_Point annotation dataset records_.
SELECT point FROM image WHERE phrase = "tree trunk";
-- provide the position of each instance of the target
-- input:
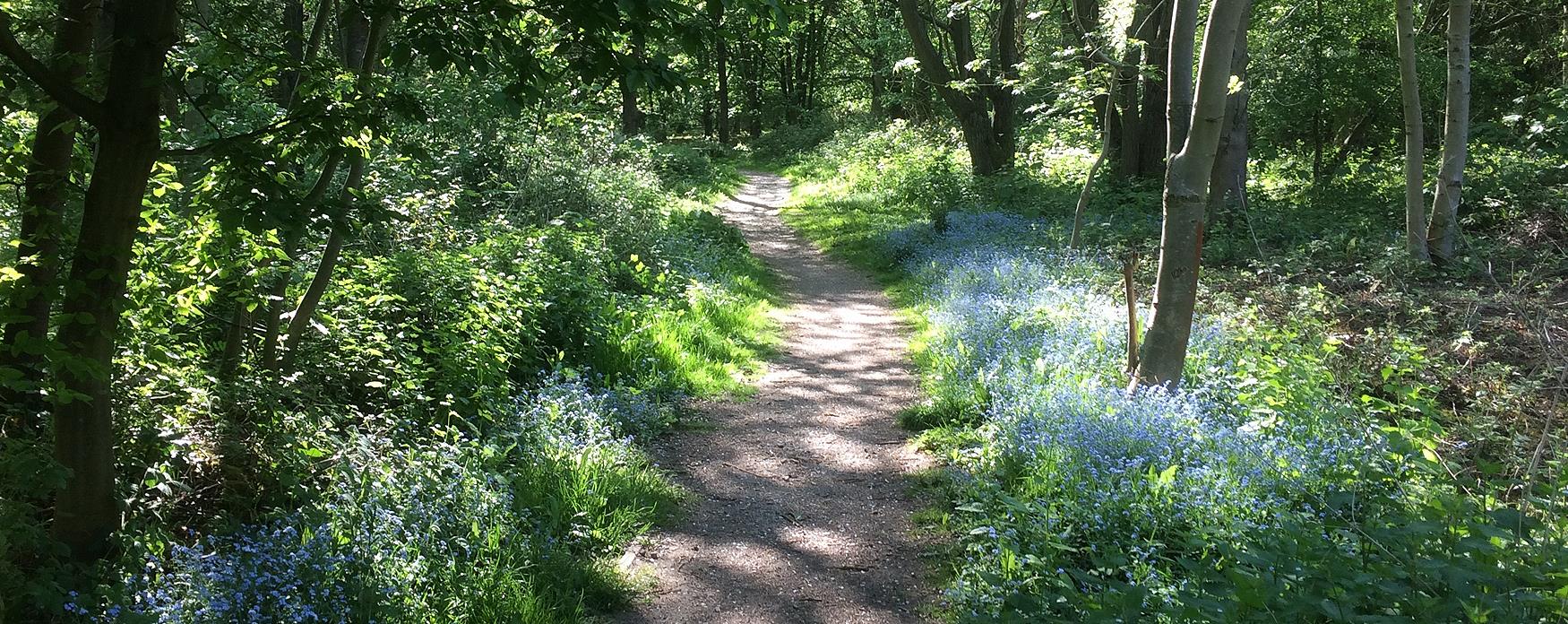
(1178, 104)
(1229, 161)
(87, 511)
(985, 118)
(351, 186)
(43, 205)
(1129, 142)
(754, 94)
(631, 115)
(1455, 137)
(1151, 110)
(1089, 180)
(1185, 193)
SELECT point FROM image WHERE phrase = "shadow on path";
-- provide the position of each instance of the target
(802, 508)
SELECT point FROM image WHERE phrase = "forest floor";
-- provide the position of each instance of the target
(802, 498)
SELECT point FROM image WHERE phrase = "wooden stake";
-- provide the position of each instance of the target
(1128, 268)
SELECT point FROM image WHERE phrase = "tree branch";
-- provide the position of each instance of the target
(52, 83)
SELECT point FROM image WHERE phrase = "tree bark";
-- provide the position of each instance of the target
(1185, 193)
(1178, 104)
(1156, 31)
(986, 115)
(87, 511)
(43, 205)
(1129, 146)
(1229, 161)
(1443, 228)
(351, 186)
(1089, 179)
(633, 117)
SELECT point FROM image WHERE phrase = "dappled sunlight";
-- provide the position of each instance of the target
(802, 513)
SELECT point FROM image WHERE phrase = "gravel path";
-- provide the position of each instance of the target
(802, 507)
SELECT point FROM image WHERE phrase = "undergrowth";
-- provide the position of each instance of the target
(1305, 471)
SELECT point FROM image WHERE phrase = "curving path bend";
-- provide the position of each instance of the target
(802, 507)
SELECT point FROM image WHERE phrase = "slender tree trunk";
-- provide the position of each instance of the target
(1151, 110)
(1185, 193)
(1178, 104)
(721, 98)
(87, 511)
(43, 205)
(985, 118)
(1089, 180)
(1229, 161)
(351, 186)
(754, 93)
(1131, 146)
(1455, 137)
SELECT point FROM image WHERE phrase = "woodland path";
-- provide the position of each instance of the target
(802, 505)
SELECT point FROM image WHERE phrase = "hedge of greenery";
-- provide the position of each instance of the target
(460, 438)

_EXERCISE DETAILS_.
Your copy of the data should match it exactly, except that pictures are left out.

_FINISHED EXERCISE_.
SELECT point FROM image WHERE phrase = "tree trunk";
-- provide the position of each instance of the target
-- input:
(1178, 104)
(1229, 161)
(87, 511)
(985, 118)
(351, 186)
(43, 205)
(1129, 142)
(754, 94)
(631, 115)
(1455, 137)
(1151, 110)
(1089, 180)
(1185, 193)
SELECT point FROM image WHERE phrase = "shadow on path";
-- provide the position of each instance of the target
(802, 508)
SELECT point FROM image WHERE phrase = "forest floor";
-- provide the position of each instance of the target
(802, 498)
SELECT point FROM image WHERE phrase = "wooden stake";
-- provide the position of each instance of the target
(1128, 268)
SELECT point FROM image WHERE phrase = "tree branch";
-- provide the position of each instance of the target
(52, 83)
SELECT point FROM image WHERE phrase = "tree bark";
-- provide the position of each instance of the target
(1185, 193)
(1178, 104)
(1156, 31)
(986, 115)
(87, 511)
(43, 205)
(1129, 146)
(1229, 161)
(1443, 228)
(351, 186)
(1089, 179)
(633, 117)
SELECT point FROM image WHERE phrase = "dappled sunlight";
-- provide the position of each instance of the target
(802, 513)
SELECT point FROM image WHERE phrase = "gravel path";
-- provide the position of each instance of the target
(802, 507)
SELECT point FROM image WHERE phrase = "undergrowth";
-- provide the position of each instance of the target
(1305, 471)
SELECT point FROM image WHERE phrase = "curving path bend";
-- provide the position of each instance of the target
(802, 507)
SELECT point FROM image WHERE phrase = "slender tree trunk";
-- provide the position of each instance of the target
(1151, 110)
(1185, 193)
(1178, 104)
(721, 98)
(87, 511)
(43, 205)
(985, 118)
(1089, 180)
(1229, 161)
(351, 186)
(754, 93)
(1131, 146)
(1455, 137)
SELECT point FROM image WHERE phrase = "woodland path";
-- provide the position of each instance of the target
(802, 505)
SELECT point FROM image WHERE phrase = "hedge of greenery";
-- provide the position of each instance of the target
(460, 438)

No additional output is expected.